[BEGIN]

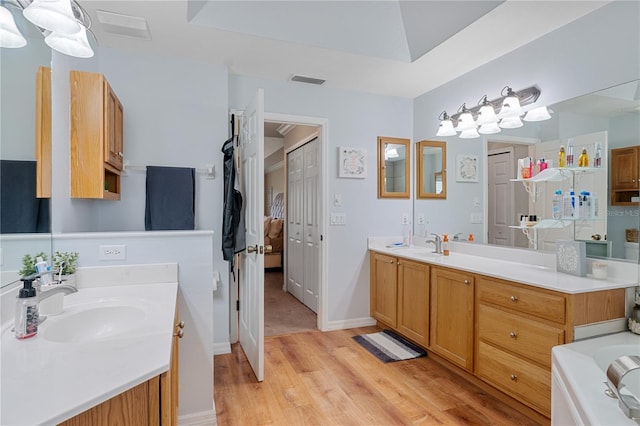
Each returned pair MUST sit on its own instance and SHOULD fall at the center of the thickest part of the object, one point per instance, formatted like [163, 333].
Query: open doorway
[285, 309]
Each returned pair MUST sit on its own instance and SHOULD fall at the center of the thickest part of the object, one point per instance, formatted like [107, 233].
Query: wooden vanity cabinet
[625, 163]
[96, 137]
[400, 296]
[152, 403]
[452, 307]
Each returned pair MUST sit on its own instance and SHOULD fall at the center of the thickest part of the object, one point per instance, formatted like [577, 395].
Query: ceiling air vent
[308, 80]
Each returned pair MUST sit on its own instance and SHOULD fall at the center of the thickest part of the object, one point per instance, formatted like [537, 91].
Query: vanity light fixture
[483, 118]
[10, 36]
[64, 23]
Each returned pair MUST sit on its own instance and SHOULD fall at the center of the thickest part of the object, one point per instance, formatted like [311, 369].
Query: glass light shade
[511, 123]
[486, 115]
[470, 133]
[537, 114]
[466, 122]
[510, 107]
[489, 128]
[10, 35]
[446, 128]
[55, 16]
[70, 44]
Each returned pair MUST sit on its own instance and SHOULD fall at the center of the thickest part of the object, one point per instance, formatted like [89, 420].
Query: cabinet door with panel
[452, 315]
[413, 300]
[384, 288]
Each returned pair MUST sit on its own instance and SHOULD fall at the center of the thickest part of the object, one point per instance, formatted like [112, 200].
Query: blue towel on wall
[20, 209]
[171, 193]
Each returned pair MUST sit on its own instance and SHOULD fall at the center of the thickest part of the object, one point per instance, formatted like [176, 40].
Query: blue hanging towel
[171, 194]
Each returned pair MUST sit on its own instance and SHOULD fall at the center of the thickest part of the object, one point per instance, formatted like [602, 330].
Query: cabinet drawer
[523, 380]
[533, 302]
[523, 336]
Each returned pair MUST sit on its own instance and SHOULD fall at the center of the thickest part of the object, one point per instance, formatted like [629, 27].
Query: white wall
[595, 52]
[355, 120]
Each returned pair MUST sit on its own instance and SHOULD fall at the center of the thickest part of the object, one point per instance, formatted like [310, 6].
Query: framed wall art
[467, 168]
[352, 162]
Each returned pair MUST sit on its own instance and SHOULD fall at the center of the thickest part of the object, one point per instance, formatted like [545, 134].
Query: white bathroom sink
[96, 323]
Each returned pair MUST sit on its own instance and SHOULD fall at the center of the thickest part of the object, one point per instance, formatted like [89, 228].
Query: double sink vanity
[110, 356]
[492, 314]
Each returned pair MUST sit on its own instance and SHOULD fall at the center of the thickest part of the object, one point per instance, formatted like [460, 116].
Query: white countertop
[538, 276]
[46, 382]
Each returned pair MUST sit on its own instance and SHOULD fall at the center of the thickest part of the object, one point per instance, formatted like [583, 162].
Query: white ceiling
[389, 47]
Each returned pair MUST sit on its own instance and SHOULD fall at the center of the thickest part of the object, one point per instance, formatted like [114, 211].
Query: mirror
[431, 173]
[393, 167]
[611, 115]
[19, 71]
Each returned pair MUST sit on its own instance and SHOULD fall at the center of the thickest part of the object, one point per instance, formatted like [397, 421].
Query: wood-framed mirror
[431, 173]
[394, 159]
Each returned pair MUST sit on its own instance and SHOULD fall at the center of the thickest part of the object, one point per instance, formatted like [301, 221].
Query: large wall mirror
[393, 167]
[431, 174]
[609, 118]
[25, 209]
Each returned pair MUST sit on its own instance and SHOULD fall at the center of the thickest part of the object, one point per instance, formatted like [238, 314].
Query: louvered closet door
[311, 214]
[295, 266]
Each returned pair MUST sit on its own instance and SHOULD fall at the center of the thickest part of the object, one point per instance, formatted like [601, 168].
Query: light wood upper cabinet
[452, 302]
[43, 132]
[96, 137]
[625, 184]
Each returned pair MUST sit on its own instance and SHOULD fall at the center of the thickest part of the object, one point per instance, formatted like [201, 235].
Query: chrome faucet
[437, 242]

[END]

● **OBJECTIVE**
Every line of the data should be copied as it stands, without the images.

● **SOLUTION TO THIS PROBLEM**
Each returned pair MUST sit on its own instance and SHOULD fall at the center of the thickest part of the object, one point per instance, formatted like [163, 333].
Query: open doorway
[285, 309]
Each returned pair MUST sit on its own instance and SHOULD fall at the center of the thickest part of the object, one point per instance, formatted like [107, 233].
Query: wooden vanity cabinet
[625, 163]
[96, 137]
[400, 296]
[152, 403]
[452, 307]
Each returned pair MUST sit on its own instance and SHOULD fall at the center of the thickest part of the object, one point per instance, formatted like [577, 395].
Query: ceiling air vent
[308, 80]
Each returned pair MUST sit on its own instance and SHOULD fall at the center of the thickest part of the object, one point per instance, formatted like [537, 91].
Query: vanity light fixture
[483, 118]
[10, 36]
[64, 23]
Each returned pair MUST sit on its own instance and SHOULD fall at the center of the thickest part of the object, one point per instance, formatted like [311, 369].
Query: glass light shade
[511, 123]
[486, 115]
[470, 133]
[537, 114]
[466, 122]
[510, 107]
[489, 128]
[10, 35]
[446, 128]
[55, 16]
[70, 44]
Each returned pair MUST sit on its own instance and SHOULD fall at the center of the thickest part of the object, one point per instance, formatted like [89, 420].
Query: cabinet door with panel
[452, 315]
[413, 300]
[384, 288]
Each returned pair MUST sit on its own instance and SHOULD fall at the center of the thickest part of the object, one point per instance, formatted like [112, 200].
Query: blue towel on wall
[20, 209]
[171, 193]
Each returned pair MUST sit on its own instance and SHOULD fall at the center of the thickest part of the object, one point per instance, formatted like [176, 40].
Query: blue hanging towel
[171, 194]
Each returned pair MUST sit on its own instance and SHOULD fall at the center of the thickest part of the object, one point per instance, formatted like [602, 330].
Query: cabinet drawer
[523, 380]
[533, 302]
[523, 336]
Each returned pair MUST sit on its own instance and SHOULD fall at the center of the thickest part of the object, one point per instance, formatted like [629, 27].
Query: white wall
[595, 52]
[355, 120]
Each returned pair MUST sit on its own instance and SHOULD fall at the center of the thickest part of the object, one point per instance, formatted like [310, 6].
Query: framed wall art
[467, 168]
[352, 162]
Each returned pair MUST sit on its own instance and SHOULD fall at the center of the thickest part of the object, one point per instance, formatted like [545, 134].
Query: white bathroom sink
[96, 323]
Each returned pair MUST sit on its own instance and SHOULD fall at the center of the thickest part of the object, one point per instance, formatted like [89, 228].
Query: double sink vanity
[110, 356]
[492, 314]
Each returned pair MUST sit on its own instance and SHOULD fall at the center of the thickest part of the object, one point per instance, formatted like [460, 116].
Query: white countertop
[538, 276]
[46, 382]
Each returned pair MUST sit on its own instance and SHOULD fall at the center of the thickest part of the object, one point per instance, formatted like [583, 162].
Query: white ceiling
[389, 47]
Each returned pair MUST sit on its own instance and SHOULD fall at the center of the thickest part of the object, one point per instance, formatted like [114, 211].
Query: mirror
[431, 173]
[393, 167]
[611, 115]
[19, 71]
Each returned pair MUST sit on its own instance and SHOULD fall at the center of the thickest part of the object, one point per instance, formatted like [397, 421].
Query: wood-framed mirror
[431, 173]
[394, 159]
Each returned pair MUST sit on its own instance and SHOULD fall at the center of the thickest part of the object, one point per instance, formatted like [301, 221].
Query: large wall mirror
[393, 167]
[431, 174]
[609, 118]
[25, 209]
Each returned pair MUST sit on its own instance and SHOULD fall at the center of the thickest part of the object, one point per instance, formatted like [238, 314].
Query: louvered closet door
[311, 214]
[295, 266]
Each returned pair MUST sit on its own instance and SHOULD fall at the center of the thickest part of the object, one point per instance, formatted like [601, 168].
Query: light wood upper cabinet
[452, 302]
[43, 132]
[96, 137]
[625, 184]
Each returned pair MUST sit on its own instance and SHOULD fall at the center of the thickest part of the object, one point per instance, formatted like [201, 235].
Query: chrome faucet
[437, 242]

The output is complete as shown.